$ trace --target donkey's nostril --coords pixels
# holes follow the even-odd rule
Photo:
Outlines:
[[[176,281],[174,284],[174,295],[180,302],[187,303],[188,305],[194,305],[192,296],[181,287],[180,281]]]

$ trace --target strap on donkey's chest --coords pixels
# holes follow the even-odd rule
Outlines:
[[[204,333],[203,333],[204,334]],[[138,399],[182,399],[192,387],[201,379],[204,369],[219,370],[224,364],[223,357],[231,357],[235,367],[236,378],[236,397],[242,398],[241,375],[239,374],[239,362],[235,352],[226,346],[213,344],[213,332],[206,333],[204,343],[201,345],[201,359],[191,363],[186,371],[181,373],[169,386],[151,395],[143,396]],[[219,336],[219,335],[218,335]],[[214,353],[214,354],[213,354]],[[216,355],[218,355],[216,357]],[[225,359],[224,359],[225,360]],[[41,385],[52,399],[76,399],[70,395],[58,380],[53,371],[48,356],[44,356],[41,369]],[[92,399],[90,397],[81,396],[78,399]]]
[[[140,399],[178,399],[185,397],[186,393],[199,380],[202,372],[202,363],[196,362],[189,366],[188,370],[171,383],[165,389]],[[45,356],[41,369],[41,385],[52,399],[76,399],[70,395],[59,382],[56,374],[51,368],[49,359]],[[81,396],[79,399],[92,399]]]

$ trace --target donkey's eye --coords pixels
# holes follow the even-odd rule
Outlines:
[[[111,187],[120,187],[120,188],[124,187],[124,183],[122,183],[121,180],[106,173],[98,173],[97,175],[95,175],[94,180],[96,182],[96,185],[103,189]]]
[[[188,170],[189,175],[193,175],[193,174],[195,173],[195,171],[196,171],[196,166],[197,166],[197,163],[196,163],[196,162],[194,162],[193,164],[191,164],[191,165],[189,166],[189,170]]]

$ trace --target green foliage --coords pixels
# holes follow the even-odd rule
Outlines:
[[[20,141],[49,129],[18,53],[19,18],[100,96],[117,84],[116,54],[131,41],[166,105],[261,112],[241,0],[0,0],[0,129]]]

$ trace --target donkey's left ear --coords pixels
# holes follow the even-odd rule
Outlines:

Short exercise =>
Recopy all the lines exactly as they appear.

Problem solution =>
$ trace --target donkey's nostril --coords pixels
# holes follow the even-odd rule
Photo:
Outlines:
[[[176,281],[174,284],[174,295],[180,302],[187,303],[188,305],[194,305],[192,296],[181,287],[180,281]]]

$ trace --target strap on donkey's chest --coords pixels
# holes follow the even-odd rule
Outlines:
[[[204,333],[203,333],[204,334]],[[138,399],[182,399],[192,387],[201,379],[204,369],[219,370],[224,364],[223,357],[231,357],[235,367],[236,378],[236,397],[242,398],[241,375],[239,374],[239,362],[235,352],[226,346],[213,344],[213,332],[206,333],[204,343],[201,345],[201,359],[191,363],[186,371],[181,373],[169,386],[151,395],[143,396]],[[219,336],[219,335],[218,335]],[[214,353],[214,354],[213,354]],[[216,355],[218,355],[216,357]],[[225,359],[224,359],[225,360]],[[41,385],[52,399],[76,399],[70,395],[58,380],[53,371],[48,356],[44,356],[41,369]],[[92,399],[90,397],[81,396],[78,399]]]
[[[140,399],[178,399],[185,397],[186,393],[199,380],[202,372],[202,363],[196,362],[189,366],[188,370],[171,383],[165,389]],[[45,356],[41,369],[41,385],[52,399],[76,399],[70,395],[59,382],[56,374],[51,368],[49,359]],[[81,396],[79,399],[92,399]]]

$ trace --target donkey's eye --coords pixels
# holes follow the even-odd rule
Outlines:
[[[111,187],[120,187],[120,188],[124,187],[124,183],[122,183],[121,180],[106,173],[98,173],[97,175],[95,175],[94,180],[96,182],[96,185],[103,189]]]
[[[188,170],[189,175],[193,175],[193,174],[195,173],[195,171],[196,171],[196,166],[197,166],[197,163],[196,163],[196,162],[194,162],[193,164],[191,164],[191,165],[189,166],[189,170]]]

$ trace --target green foliage --coords pixels
# holes follow the even-odd rule
Outlines:
[[[20,141],[49,129],[18,53],[19,18],[100,96],[117,84],[116,54],[131,41],[166,105],[261,112],[241,0],[0,0],[0,129]]]

$ trace --target donkey's left ear --coords pixels
# holes follow the even-odd rule
Outlines:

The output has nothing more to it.